>>

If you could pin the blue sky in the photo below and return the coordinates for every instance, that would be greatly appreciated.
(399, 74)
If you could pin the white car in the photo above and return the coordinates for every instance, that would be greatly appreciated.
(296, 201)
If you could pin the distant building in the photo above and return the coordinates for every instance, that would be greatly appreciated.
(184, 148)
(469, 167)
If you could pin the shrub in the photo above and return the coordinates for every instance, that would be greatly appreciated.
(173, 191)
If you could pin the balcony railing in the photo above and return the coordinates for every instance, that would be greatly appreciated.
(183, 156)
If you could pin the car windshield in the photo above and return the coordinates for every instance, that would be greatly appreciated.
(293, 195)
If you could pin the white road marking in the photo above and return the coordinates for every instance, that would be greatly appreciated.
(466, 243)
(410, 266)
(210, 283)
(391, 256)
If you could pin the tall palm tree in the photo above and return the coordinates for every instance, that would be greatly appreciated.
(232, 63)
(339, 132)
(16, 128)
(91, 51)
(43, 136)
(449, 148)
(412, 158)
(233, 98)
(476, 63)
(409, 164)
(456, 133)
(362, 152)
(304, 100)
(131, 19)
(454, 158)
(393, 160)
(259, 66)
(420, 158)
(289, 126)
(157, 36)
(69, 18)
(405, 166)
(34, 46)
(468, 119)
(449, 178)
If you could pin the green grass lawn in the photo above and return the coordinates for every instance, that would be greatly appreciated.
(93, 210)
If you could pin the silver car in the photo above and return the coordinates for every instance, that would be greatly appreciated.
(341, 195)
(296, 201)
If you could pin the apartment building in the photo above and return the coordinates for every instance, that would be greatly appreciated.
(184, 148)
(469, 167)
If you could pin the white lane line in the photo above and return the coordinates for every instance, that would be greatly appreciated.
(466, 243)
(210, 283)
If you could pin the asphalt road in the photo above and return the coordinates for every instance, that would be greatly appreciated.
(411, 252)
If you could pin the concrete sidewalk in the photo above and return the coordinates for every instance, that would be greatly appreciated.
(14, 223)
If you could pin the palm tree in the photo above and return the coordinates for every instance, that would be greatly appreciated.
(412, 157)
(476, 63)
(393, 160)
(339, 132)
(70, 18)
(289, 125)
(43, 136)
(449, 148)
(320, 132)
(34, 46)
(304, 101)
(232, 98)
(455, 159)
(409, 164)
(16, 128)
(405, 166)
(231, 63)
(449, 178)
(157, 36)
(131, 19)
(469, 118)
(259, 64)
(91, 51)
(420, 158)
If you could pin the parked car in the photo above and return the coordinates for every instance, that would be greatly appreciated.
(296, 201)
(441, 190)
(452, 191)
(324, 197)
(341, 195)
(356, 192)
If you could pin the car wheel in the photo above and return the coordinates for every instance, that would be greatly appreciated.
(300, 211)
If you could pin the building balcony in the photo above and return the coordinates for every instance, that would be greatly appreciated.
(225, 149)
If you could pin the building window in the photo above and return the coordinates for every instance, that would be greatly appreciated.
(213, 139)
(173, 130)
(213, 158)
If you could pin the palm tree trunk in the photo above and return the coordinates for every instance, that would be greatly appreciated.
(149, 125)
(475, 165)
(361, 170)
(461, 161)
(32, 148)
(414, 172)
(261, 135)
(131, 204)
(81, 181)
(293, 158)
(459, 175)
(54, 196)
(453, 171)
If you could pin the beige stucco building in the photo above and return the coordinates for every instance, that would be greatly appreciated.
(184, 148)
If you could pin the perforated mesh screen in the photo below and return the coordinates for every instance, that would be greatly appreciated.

<<

### Exercise brief
Reproduce the full listing above, character for character.

### Answer space
If you could pin the blue sky in the photo below and return the coordinates for every instance, that would be greatly appreciated.
(399, 74)
If you could pin the white car in the photo above and return the coordinates for every instance, that would be greatly appreciated.
(296, 201)
If you could pin the distant building in the photo above and return the coordinates for every instance, that would be greatly appreciated.
(184, 148)
(469, 167)
If you could pin the shrub in the photo above and return the coordinates for every instance, that would be greatly appreciated.
(173, 191)
If you could pin the balcony railing in the photo above and return the coordinates for every instance, that would be greatly appreciated.
(183, 156)
If you could pin the car windshield in the photo above and return the coordinates for every instance, that would be greatly appreciated.
(293, 195)
If you could pin the white road marking in the photo above and return the coordinates for every instance, that would be greatly appreciated.
(466, 243)
(410, 266)
(210, 283)
(391, 256)
If you could pin the tall palm tree in the photo above and return the coordinates for every instance, that would be greatly appreciated.
(232, 63)
(339, 132)
(16, 128)
(91, 51)
(43, 136)
(449, 148)
(412, 158)
(233, 98)
(476, 63)
(409, 164)
(456, 133)
(362, 152)
(304, 100)
(131, 19)
(454, 158)
(393, 160)
(259, 66)
(420, 158)
(289, 126)
(157, 36)
(69, 18)
(405, 166)
(34, 46)
(468, 119)
(449, 178)
If you could pin the green grass lawn in the photo above and return the coordinates for every instance, that would be greatly appreciated.
(93, 210)
If you could pin the silver car in the photo above and return the coordinates for every instance, that would be greatly appreciated.
(341, 195)
(296, 201)
If you could pin the apartment building in the photo above and return the coordinates for every instance, that would be greatly appreciated.
(184, 148)
(469, 167)
If you could pin the white lane line in the photo above and return the coordinates for every instance, that would be greatly appreciated.
(466, 243)
(210, 283)
If you could pin the asphalt road in the photo above and return the coordinates for every instance, that would be greatly appreciated.
(411, 252)
If you could pin the concrete sidewalk in the photo above and return the coordinates for every instance, that would be greatly appreciated.
(14, 223)
If you could pin the palm tree in the photo above and return the coordinates for every instance, that would be greatly appreciated.
(412, 157)
(476, 63)
(393, 160)
(339, 132)
(70, 18)
(289, 125)
(43, 136)
(449, 148)
(320, 132)
(34, 46)
(304, 101)
(232, 98)
(455, 159)
(409, 164)
(16, 128)
(405, 166)
(231, 63)
(449, 178)
(157, 36)
(131, 19)
(469, 118)
(259, 64)
(91, 51)
(420, 158)
If you could pin the parked car in the photo above and return the coordinates for every instance, that would be greatly appreciated.
(296, 201)
(441, 190)
(452, 191)
(324, 197)
(341, 195)
(356, 192)
If you could pin the car wheel in the photo above and return the coordinates for every instance, that would be greatly appreciated.
(300, 211)
If you could pin the building balcony in the photo above and return the coordinates for every instance, that would be greatly appreciated.
(225, 149)
If you could pin the building window in the photo above and return the coordinates for every instance, that would be greatly appreciated.
(213, 139)
(173, 130)
(213, 158)
If you could pin the palm tree trunk in the photo above and return the coordinates for every instance, that would be greatly appreciated.
(149, 125)
(475, 165)
(361, 170)
(461, 161)
(32, 148)
(414, 172)
(261, 135)
(131, 204)
(81, 181)
(293, 158)
(459, 175)
(54, 196)
(453, 171)
If you could pin the beige stucco building in the photo above and return the coordinates for every instance, that would be greatly appreciated.
(184, 148)
If you could pin the perforated mesh screen in the photo below and return the coordinates for every instance, that would be greatly appreciated.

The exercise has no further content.